| EXERCISE GOAL |
Please reproduce the following records exactly as they appear.

| ENTRIES PROVIDED |
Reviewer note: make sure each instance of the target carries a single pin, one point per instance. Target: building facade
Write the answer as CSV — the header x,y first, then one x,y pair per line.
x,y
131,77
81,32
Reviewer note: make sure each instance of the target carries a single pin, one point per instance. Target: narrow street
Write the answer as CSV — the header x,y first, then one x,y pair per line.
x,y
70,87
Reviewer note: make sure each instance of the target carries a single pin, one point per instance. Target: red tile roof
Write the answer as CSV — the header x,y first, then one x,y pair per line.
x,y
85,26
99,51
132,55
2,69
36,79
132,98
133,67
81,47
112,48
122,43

| RESULT FOR THIS TASK |
Reviewer note: make sure each instance of the target carries a single pin, one point per instance. Target: building facade
Write the answer as CSV — the header x,y first, then one x,y pair per line.
x,y
131,77
81,32
Reviewer note: make sure each instance of the target carries a single pin, one point per instance. Target: narrow street
Write the answer as CSV — the header x,y first, then one x,y pair per line.
x,y
70,87
Reviewer note: make sure each instance of the target carries a single pin, one point per instance. Target: red tile roof
Write the answer as CSV — the header x,y first, then one x,y pair per line.
x,y
85,26
99,51
132,55
2,69
36,79
132,98
133,67
81,47
112,48
122,43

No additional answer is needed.